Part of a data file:
───

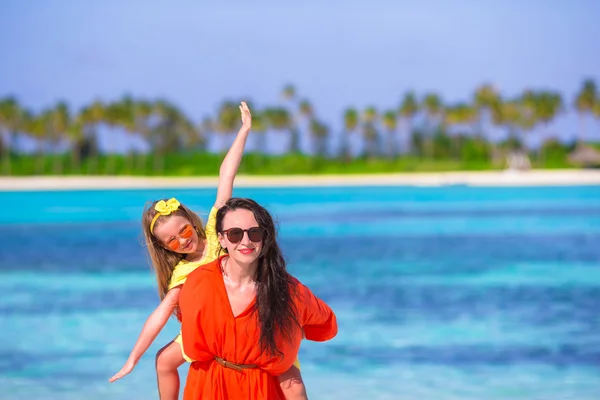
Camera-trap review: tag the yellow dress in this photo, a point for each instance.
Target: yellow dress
(184, 267)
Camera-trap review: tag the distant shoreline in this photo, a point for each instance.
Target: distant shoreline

───

**Problem statement:**
Put the rows above into a numbered list with no blank lines, and omit the pictures.

**Response to this exercise:**
1. Camera-trap review: tag the yellow dress in this photo, a point for each instance.
2. Target: yellow dress
3. (184, 267)
4. Camera-trap review: tag the distant shoreline in this photo, a point for each instance.
5. Target: distant shoreline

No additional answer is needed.